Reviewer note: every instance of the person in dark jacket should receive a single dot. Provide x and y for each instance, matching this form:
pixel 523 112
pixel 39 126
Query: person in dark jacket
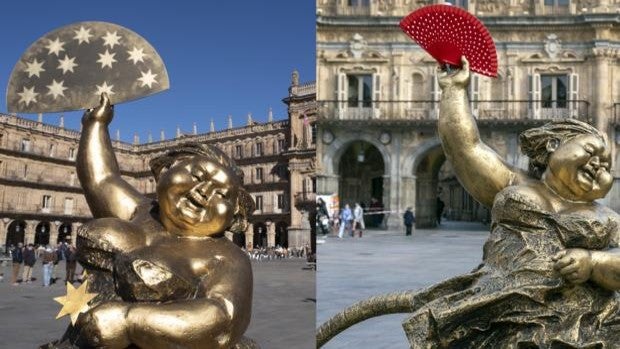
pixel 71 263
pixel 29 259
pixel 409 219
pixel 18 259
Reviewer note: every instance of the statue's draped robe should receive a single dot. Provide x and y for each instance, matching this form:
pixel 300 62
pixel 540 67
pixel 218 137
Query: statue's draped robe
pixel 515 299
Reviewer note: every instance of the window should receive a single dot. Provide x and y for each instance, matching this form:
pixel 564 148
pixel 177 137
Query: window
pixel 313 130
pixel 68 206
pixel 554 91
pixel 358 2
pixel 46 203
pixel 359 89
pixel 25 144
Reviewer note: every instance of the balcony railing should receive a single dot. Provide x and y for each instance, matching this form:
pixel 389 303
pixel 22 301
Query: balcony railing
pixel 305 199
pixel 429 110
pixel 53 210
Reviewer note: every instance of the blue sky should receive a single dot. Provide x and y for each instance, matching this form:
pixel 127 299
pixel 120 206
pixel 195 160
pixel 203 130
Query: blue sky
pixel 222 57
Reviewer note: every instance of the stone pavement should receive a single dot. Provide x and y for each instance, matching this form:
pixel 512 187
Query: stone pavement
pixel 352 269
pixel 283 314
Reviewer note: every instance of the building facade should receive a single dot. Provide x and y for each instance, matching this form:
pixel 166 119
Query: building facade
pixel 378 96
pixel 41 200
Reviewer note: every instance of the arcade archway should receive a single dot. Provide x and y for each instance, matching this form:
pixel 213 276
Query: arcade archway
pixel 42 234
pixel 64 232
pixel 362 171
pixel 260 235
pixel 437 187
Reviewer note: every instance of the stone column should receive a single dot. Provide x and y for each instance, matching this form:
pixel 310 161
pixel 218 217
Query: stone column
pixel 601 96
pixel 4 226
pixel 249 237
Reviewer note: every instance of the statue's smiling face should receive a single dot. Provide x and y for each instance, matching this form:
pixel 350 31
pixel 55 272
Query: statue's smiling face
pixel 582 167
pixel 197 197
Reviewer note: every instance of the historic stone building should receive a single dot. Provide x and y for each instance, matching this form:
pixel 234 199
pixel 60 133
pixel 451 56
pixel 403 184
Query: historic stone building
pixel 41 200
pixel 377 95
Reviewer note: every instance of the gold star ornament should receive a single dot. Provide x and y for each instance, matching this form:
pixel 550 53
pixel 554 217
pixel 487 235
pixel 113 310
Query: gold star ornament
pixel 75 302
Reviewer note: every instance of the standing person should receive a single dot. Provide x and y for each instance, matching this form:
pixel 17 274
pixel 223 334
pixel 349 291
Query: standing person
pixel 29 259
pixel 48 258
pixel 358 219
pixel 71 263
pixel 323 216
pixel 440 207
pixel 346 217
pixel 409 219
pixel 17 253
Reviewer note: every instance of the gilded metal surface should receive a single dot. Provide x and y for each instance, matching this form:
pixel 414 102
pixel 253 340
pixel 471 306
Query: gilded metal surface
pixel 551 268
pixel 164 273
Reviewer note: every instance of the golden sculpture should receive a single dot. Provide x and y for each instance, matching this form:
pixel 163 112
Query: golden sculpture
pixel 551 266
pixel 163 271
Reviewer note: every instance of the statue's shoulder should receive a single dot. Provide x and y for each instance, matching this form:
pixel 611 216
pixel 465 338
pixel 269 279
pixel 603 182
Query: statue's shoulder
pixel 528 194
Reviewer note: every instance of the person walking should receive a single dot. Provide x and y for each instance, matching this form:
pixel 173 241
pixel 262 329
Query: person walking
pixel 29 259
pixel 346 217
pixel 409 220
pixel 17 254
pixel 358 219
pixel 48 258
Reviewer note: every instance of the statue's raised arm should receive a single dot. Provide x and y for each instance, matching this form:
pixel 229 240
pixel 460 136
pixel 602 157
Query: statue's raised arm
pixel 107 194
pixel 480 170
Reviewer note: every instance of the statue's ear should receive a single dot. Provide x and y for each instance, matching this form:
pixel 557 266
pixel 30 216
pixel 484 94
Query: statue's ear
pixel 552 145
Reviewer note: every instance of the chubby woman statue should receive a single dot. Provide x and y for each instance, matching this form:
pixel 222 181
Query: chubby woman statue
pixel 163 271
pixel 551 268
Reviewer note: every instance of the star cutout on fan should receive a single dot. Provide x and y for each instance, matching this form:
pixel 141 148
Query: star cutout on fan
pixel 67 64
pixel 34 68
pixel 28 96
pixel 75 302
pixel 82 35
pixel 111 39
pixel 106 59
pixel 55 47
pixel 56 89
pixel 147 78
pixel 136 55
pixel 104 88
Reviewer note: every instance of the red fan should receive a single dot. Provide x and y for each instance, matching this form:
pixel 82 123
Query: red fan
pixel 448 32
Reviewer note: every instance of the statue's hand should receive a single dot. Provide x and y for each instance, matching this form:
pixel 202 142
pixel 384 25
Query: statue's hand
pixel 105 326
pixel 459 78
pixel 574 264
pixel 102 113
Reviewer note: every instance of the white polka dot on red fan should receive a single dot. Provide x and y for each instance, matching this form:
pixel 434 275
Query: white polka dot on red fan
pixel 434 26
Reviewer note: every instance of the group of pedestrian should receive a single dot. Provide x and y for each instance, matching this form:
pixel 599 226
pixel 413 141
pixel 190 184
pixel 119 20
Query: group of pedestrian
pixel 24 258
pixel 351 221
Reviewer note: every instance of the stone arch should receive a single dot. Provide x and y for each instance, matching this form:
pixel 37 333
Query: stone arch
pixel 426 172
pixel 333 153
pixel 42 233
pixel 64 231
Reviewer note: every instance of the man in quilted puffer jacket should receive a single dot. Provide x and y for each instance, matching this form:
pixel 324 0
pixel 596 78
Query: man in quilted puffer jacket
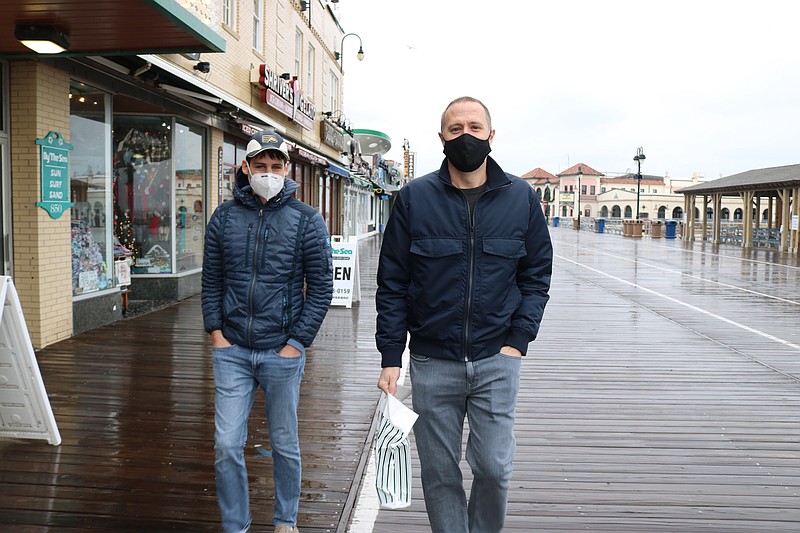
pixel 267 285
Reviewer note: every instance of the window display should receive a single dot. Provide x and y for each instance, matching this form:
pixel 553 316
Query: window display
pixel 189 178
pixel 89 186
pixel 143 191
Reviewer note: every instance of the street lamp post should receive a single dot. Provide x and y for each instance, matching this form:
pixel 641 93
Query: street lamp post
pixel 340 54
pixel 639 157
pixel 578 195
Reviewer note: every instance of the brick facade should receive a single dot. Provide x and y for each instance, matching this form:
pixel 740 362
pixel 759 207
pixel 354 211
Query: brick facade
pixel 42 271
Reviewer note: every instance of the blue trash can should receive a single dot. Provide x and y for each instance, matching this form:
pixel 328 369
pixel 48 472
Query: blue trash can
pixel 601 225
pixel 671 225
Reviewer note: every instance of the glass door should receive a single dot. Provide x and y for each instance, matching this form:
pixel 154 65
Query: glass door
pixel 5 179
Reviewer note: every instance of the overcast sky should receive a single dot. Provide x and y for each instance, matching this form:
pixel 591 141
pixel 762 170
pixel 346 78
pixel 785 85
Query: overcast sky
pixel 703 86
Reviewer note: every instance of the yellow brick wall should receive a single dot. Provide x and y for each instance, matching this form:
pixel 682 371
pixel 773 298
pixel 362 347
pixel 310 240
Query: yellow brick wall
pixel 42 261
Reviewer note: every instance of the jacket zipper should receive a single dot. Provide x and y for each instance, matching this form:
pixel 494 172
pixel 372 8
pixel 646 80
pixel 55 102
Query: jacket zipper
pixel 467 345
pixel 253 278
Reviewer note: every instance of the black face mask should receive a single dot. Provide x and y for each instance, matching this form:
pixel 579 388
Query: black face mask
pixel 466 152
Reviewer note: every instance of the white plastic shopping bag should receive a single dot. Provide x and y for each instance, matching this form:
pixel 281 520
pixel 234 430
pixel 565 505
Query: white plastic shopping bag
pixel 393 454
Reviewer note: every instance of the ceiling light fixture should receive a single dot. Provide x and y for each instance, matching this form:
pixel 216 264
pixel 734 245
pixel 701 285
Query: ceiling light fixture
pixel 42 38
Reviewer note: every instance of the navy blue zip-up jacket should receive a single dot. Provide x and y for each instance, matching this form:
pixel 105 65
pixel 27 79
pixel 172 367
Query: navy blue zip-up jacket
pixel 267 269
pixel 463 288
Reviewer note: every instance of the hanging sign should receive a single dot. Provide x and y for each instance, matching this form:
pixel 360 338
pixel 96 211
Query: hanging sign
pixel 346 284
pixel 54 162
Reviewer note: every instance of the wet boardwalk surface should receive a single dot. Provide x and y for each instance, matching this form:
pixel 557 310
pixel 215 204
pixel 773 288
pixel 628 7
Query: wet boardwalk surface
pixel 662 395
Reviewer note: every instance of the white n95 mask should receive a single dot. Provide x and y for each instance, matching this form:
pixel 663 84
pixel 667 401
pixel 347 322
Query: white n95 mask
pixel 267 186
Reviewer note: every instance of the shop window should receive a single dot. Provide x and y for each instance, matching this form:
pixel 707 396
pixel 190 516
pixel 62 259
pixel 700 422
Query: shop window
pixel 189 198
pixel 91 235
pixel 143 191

☆ ☆ ☆ ☆

Quote word for word the stretch of rows above from the very first line through the line holding "pixel 25 144", with both ends included. Leave the pictures out of your answer.

Task answer -
Reviewer note: every instance of the person in dark jacket should receive a single dot. Provide x and y for each instance, matching this form:
pixel 523 112
pixel 39 126
Query: person in dark jacket
pixel 71 263
pixel 29 259
pixel 409 219
pixel 18 259
Reviewer note: every instance of the statue's draped robe should receive a single dot. Provide x and y for each instance, matching this form:
pixel 300 62
pixel 540 67
pixel 218 137
Query: statue's draped robe
pixel 515 299
Reviewer note: every instance of the window should receive a single dot. Provide x and y for each instance, matching this form:
pixel 564 148
pixel 177 137
Query: window
pixel 313 130
pixel 68 206
pixel 554 91
pixel 358 2
pixel 46 203
pixel 359 89
pixel 25 144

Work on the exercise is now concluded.